> _Items listed in a dataset_:
##############################

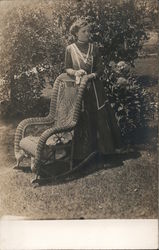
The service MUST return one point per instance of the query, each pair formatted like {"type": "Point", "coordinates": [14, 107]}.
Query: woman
{"type": "Point", "coordinates": [82, 57]}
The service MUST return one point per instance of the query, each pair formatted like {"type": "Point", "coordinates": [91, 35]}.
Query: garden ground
{"type": "Point", "coordinates": [124, 186]}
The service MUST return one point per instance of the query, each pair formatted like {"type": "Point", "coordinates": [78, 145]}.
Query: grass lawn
{"type": "Point", "coordinates": [124, 186]}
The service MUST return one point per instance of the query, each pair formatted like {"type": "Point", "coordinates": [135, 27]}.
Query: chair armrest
{"type": "Point", "coordinates": [44, 137]}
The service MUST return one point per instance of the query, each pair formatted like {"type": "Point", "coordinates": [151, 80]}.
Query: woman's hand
{"type": "Point", "coordinates": [92, 75]}
{"type": "Point", "coordinates": [80, 73]}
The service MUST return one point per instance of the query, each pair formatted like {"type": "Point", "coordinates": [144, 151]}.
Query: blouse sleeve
{"type": "Point", "coordinates": [98, 66]}
{"type": "Point", "coordinates": [68, 58]}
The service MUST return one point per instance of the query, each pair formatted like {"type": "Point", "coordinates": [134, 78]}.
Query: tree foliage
{"type": "Point", "coordinates": [33, 44]}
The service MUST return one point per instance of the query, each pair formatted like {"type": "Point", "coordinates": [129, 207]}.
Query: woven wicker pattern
{"type": "Point", "coordinates": [60, 125]}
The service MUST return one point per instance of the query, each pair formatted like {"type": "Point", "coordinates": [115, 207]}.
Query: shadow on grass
{"type": "Point", "coordinates": [92, 167]}
{"type": "Point", "coordinates": [147, 80]}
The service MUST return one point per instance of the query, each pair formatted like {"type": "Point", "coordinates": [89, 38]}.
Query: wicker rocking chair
{"type": "Point", "coordinates": [36, 148]}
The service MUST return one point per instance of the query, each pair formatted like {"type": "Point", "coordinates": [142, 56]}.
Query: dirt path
{"type": "Point", "coordinates": [125, 187]}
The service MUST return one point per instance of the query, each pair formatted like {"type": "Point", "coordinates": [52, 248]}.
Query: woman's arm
{"type": "Point", "coordinates": [98, 66]}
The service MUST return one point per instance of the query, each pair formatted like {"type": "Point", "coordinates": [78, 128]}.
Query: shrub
{"type": "Point", "coordinates": [35, 37]}
{"type": "Point", "coordinates": [133, 104]}
{"type": "Point", "coordinates": [31, 46]}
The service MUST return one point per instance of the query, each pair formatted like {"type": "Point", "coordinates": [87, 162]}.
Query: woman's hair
{"type": "Point", "coordinates": [79, 23]}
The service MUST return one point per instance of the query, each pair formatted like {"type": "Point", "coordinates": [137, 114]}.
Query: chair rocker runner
{"type": "Point", "coordinates": [37, 148]}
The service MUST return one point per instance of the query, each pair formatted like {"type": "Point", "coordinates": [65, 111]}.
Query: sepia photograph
{"type": "Point", "coordinates": [79, 109]}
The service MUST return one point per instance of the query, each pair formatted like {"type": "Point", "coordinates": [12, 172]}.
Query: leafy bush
{"type": "Point", "coordinates": [133, 104]}
{"type": "Point", "coordinates": [34, 41]}
{"type": "Point", "coordinates": [31, 48]}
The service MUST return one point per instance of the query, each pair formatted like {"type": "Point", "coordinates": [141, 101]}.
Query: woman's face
{"type": "Point", "coordinates": [84, 34]}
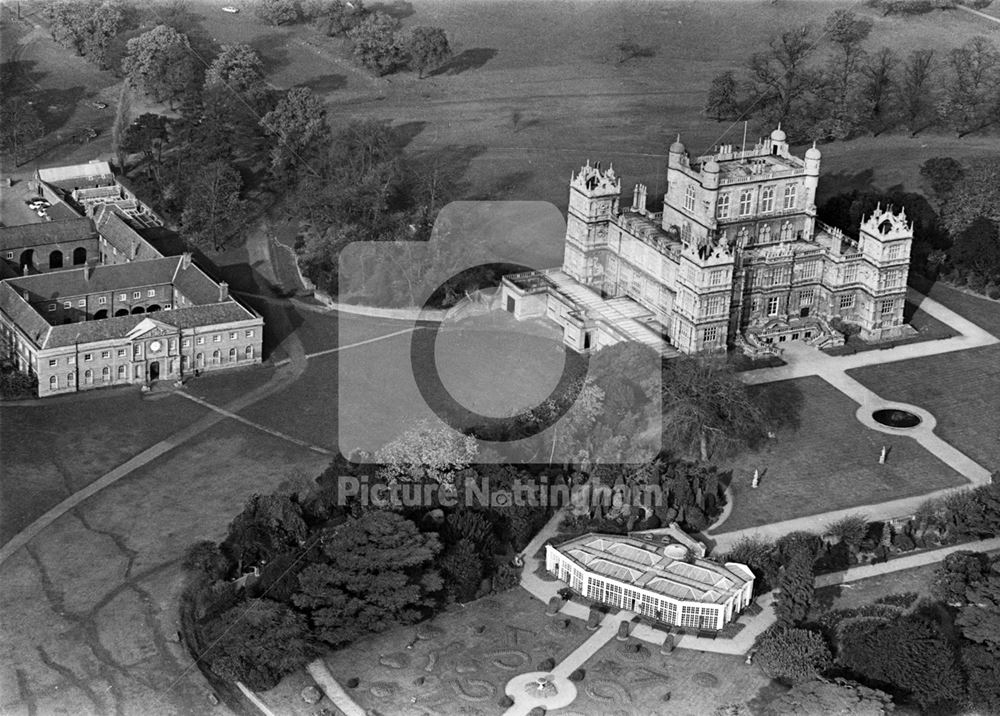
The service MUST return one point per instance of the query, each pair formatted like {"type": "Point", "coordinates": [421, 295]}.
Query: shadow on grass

##############################

> _Exercise requirements_: Print each record exactly as it stands, omitting the pictures.

> _Solution for this exercise_:
The service MUST return one point per instance of the query, each pair formatted like {"type": "Point", "coordinates": [14, 107]}.
Query: woman
{"type": "Point", "coordinates": [82, 57]}
The service MUST return one point per instance of the query, each pair formatted like {"type": "Point", "coordinates": [91, 35]}.
Query: garden ground
{"type": "Point", "coordinates": [124, 186]}
The service MUST return one point per instance of the query, each pair formatted like {"type": "Point", "coordinates": [78, 145]}.
Query: grass lawn
{"type": "Point", "coordinates": [124, 186]}
The service MUST return one point per instance of the query, each pair formatted like {"type": "Point", "coordinates": [135, 27]}.
Query: chair armrest
{"type": "Point", "coordinates": [44, 137]}
The service MUST return one point per instance of the query, each pair formatted like {"type": "Point", "coordinates": [151, 80]}.
Query: woman's hand
{"type": "Point", "coordinates": [92, 75]}
{"type": "Point", "coordinates": [80, 73]}
The service MUST return one point per instance of the query, each pair formatted like {"type": "Point", "coordinates": [144, 151]}.
Query: blouse sleeve
{"type": "Point", "coordinates": [98, 66]}
{"type": "Point", "coordinates": [68, 58]}
The service MUST return one point per instance of the query, each pair formatted like {"type": "Point", "coordinates": [134, 78]}.
Query: tree foliage
{"type": "Point", "coordinates": [33, 44]}
The service MUST return one point per instance of the query, each pair formatted like {"type": "Point", "coordinates": [129, 207]}.
Query: woven wicker pattern
{"type": "Point", "coordinates": [60, 125]}
The service MUST return one point per instance of the query, each pair formatted like {"type": "Point", "coordinates": [115, 207]}.
Query: shadow on grass
{"type": "Point", "coordinates": [92, 167]}
{"type": "Point", "coordinates": [147, 80]}
The service MUST return one point per instance of the query, each pair formatted like {"type": "Point", "coordinates": [89, 38]}.
Query: wicker rocking chair
{"type": "Point", "coordinates": [36, 148]}
The service MUST return one point per instance of the query, each pair formatted like {"type": "Point", "coordinates": [142, 56]}.
Query: dirt path
{"type": "Point", "coordinates": [125, 187]}
The service MUST return one point per instance of the query, each pair formatted like {"type": "Point", "coordinates": [52, 248]}.
Query: woman's arm
{"type": "Point", "coordinates": [98, 66]}
The service MUST return one point per instance of the query, each pair formatted like {"type": "Point", "coordinates": [78, 128]}.
Query: shrub
{"type": "Point", "coordinates": [35, 37]}
{"type": "Point", "coordinates": [133, 104]}
{"type": "Point", "coordinates": [31, 46]}
The service MUST return one point per instance of the query, each pair formatted like {"type": "Point", "coordinates": [87, 162]}.
Query: woman's hair
{"type": "Point", "coordinates": [79, 23]}
The service MUST return one point per instance of the query, each pair formatted like {"type": "Point", "coordinates": [137, 114]}.
Query: chair rocker runner
{"type": "Point", "coordinates": [37, 148]}
The service MUST return one point per instance of the query, each pair formatted like {"type": "Point", "coordinates": [65, 111]}.
Query: sepia photograph
{"type": "Point", "coordinates": [79, 109]}
The service MUST return one point per instance of the query, each pair formatted like {"type": "Point", "coordinates": [12, 172]}.
Query: leafy bush
{"type": "Point", "coordinates": [133, 104]}
{"type": "Point", "coordinates": [34, 41]}
{"type": "Point", "coordinates": [31, 48]}
The service MUST return one point per instance of the query, each pair formatted like {"type": "Point", "coordinates": [141, 101]}.
Query: woman's face
{"type": "Point", "coordinates": [84, 34]}
The service MUST return one point per instance of the query, each pair formatted like {"type": "Point", "coordinates": [421, 295]}.
Query: shadow on grass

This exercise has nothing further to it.